(Entries from a pointing dataset)
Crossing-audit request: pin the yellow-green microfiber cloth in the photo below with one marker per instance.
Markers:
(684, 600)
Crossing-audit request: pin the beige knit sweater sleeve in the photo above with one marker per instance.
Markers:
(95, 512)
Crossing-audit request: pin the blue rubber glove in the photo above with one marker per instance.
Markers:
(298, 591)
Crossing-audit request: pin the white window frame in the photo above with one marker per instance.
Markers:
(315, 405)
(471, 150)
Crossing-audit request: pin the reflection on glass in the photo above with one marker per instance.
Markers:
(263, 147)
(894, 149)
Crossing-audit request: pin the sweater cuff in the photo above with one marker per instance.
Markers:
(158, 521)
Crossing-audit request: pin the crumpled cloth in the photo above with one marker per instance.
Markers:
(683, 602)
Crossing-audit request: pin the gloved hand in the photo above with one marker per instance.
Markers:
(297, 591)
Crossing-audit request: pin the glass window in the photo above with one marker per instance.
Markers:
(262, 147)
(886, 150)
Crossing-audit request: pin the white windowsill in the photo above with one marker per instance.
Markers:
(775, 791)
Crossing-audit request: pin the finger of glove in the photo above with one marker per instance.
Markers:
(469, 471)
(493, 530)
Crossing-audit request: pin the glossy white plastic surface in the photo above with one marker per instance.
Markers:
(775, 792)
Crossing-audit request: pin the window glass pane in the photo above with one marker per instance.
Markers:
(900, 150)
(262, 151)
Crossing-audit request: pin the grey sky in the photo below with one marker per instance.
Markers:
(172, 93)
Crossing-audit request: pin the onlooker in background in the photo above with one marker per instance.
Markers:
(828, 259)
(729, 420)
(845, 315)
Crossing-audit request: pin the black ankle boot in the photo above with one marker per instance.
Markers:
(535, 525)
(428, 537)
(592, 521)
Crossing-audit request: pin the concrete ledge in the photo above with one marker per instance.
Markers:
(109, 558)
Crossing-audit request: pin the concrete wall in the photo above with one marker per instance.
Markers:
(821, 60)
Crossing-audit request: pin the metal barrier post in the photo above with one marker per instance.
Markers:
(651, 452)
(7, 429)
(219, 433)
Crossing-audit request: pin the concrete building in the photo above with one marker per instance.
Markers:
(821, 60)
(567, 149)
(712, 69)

**Directive**: Render the data above as a JSON list of strings, one string per line with blank lines omitted. Begin at the line that contains "Crossing-audit request: pin the gloved", including that line, and continue through the final line of the data.

**Result of this task**:
[
  "Crossing-audit request: pin the gloved hand in the photo above with one marker per instance.",
  "Markers:",
  "(297, 591)",
  "Crossing-audit request: pin the glass window in the photo above with one marker per instance.",
  "Markers:",
  "(262, 147)",
  "(886, 150)",
  "Crossing-audit request: pin the white windowsill in the photo above with one marker per instance.",
  "Markers:",
  "(775, 791)",
  "Crossing-audit request: pin the finger of glove in the photo above with one marker per instance.",
  "Markers:",
  "(469, 471)",
  "(493, 530)",
  "Crossing-audit request: pin the glossy white plastic surface in the photo above with one marker per instance.",
  "Markers:",
  "(775, 792)",
  "Crossing-audit request: pin the window glass pane in the photo above with one marker per instance.",
  "Markers:",
  "(900, 150)",
  "(262, 151)",
  "Crossing-audit request: pin the grey sky in the photo below with one marker per instance.",
  "Markers:",
  "(172, 93)",
  "Crossing-audit request: pin the onlooker in background in the photo above with one marker per instance.",
  "Markers:",
  "(828, 259)",
  "(729, 420)",
  "(845, 315)",
  "Crossing-audit request: pin the black ankle boot in the photo above with one marker per instance.",
  "Markers:",
  "(535, 525)",
  "(428, 537)",
  "(592, 521)",
  "Crossing-audit request: pin the concrete ledge in the photo above with one marker per instance.",
  "Markers:",
  "(109, 558)",
  "Crossing-audit request: pin the concrete wall in the photo above with one marker per instance.",
  "Markers:",
  "(821, 60)",
  "Crossing-audit request: pin the metal barrier post in the photo above with one marker per instance.",
  "Markers:",
  "(651, 452)",
  "(7, 429)",
  "(219, 433)",
  "Crossing-audit request: pin the concrete building in the photo above with one marker per instance.",
  "Markers:",
  "(821, 60)",
  "(567, 149)",
  "(712, 69)"
]